▶ _Supplied entries_:
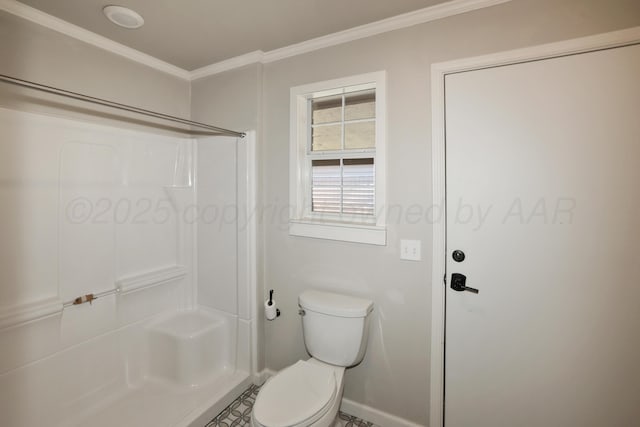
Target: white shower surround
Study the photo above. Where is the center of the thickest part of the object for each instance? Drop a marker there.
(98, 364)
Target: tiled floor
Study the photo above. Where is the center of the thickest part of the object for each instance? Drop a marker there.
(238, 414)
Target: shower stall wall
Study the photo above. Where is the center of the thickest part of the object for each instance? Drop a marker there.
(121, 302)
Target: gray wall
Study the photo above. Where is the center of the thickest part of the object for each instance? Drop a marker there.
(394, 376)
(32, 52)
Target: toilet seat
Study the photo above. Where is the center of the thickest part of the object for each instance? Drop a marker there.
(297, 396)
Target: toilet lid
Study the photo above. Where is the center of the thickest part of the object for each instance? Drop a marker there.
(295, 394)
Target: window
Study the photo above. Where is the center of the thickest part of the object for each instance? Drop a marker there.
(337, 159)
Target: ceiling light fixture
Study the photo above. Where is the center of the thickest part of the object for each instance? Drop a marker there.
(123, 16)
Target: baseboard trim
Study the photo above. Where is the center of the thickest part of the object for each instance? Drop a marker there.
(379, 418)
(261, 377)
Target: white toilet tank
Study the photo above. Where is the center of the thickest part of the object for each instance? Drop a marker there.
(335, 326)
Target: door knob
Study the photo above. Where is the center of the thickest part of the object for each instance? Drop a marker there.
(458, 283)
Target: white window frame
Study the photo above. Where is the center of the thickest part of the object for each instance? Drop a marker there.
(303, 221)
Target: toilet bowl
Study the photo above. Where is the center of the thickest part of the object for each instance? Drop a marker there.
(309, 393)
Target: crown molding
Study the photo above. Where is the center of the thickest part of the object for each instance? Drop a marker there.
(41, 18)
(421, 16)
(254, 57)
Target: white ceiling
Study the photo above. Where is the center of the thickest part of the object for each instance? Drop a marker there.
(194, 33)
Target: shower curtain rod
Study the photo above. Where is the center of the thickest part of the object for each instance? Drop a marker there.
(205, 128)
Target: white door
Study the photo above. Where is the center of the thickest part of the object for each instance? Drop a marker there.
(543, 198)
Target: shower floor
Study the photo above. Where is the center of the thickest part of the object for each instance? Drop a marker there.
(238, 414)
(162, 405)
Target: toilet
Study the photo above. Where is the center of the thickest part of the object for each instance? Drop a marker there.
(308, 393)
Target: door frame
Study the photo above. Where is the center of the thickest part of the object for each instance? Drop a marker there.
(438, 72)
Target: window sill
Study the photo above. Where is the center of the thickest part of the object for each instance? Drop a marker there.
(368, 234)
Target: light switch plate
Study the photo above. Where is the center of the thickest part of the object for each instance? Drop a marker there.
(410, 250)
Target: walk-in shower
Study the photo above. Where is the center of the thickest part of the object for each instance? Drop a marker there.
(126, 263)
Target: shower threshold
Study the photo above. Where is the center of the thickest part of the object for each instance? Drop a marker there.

▶ _Task instructions_: Copy out the data above to the letter, and keep every picture out of it.

▶ _Written answer_:
Target: white shower surround
Study the photo above. Where is the center of the thickest part of the object for each instance? Drop a marker there.
(98, 364)
Target: tiled floor
Study the photo above. Where is the center of the thickest part of the object for each instance? Drop a marker there.
(238, 414)
Target: shower stall wall
Study the photo above. Where is the center of the thickest part of the object for each instance? Drop a marker there.
(121, 302)
Target: gray wall
Study the photo above. Where is the center of the thickest part of the object for each instance? Drop a marker there.
(394, 376)
(32, 52)
Target: toilet seat
Study the photo above. Where is the center of the thickest part of the object for each instance? Drop a marker there.
(297, 396)
Target: toilet lid
Study the photo above. Where is the center of the thickest part of the object for each instance? Drop a marker there.
(295, 394)
Target: window
Study the photo above. Where is the center of the thickest part of the object for each instance? Drop a marker there.
(337, 159)
Target: ceiling light fixture
Study the photo above. Where is the center of the thickest part of the object for each instance? Drop a marker there.
(123, 16)
Target: baseboard trim
Study the photo above. Where is the center of the thickest part of the object for each instance? Drop a marker there.
(379, 418)
(261, 377)
Target: white toilet tank
Study the photo above. Where is the center of the thickest part of the object for each instance? Drop a marker there.
(335, 326)
Target: door knob
Study the photo above. Where is the center of the thickest part of the object for each instance? Drop a marker there.
(458, 283)
Target: white window frame
Study the photo above. Where is the center of the thickest part of the object for each instance? Drop a marker there.
(303, 221)
Target: toilet bowl
Study the photo above. Where is the center of the thickest part of the object for each instance? Drop a marker there.
(309, 393)
Target: crown molding
Study the photo above. Where is the center of the thickest part of the object for each instance? Drop a marker there.
(41, 18)
(421, 16)
(254, 57)
Target: white ceiling
Study the photo above. Where is the center of the thickest part of the object for each instance? Drop a marker there.
(194, 33)
Target: shower curtain rod
Study the photo above. Where is the center of the thickest part of the object for each instance? Drop a marker there.
(205, 128)
Target: white door
Study the photo above. Where is the center of the thickest part of the object for each instance? Drop a marker there.
(543, 198)
Target: shower floor
Study the photo above. Where is the center of the thickest part of the object for each instance? Drop a marker there.
(238, 414)
(162, 405)
Target: toilet
Study the photo above. Where is the center of the thickest part of the object for each instance? Drop a marker there.
(308, 393)
Target: door frame
Study the photo above. Where is the center of the thickest part of the object for each instance? Drop a marker there.
(438, 72)
Target: window sill
Study the photo above. Where is the center of the thickest part of the object for each instance? Drop a marker there.
(368, 234)
Target: light switch plate
Study the photo above. Where is the center of the thickest part of the object for each instance? Drop a marker there.
(410, 250)
Target: walk-in shower
Study the photo above. Where is the center of the thickest part of the object for each instance? Drop a marker there.
(126, 263)
Target: shower threshold
Study the photo above. Where is the center of the thickest part of the object for each instance? Drop a marker there.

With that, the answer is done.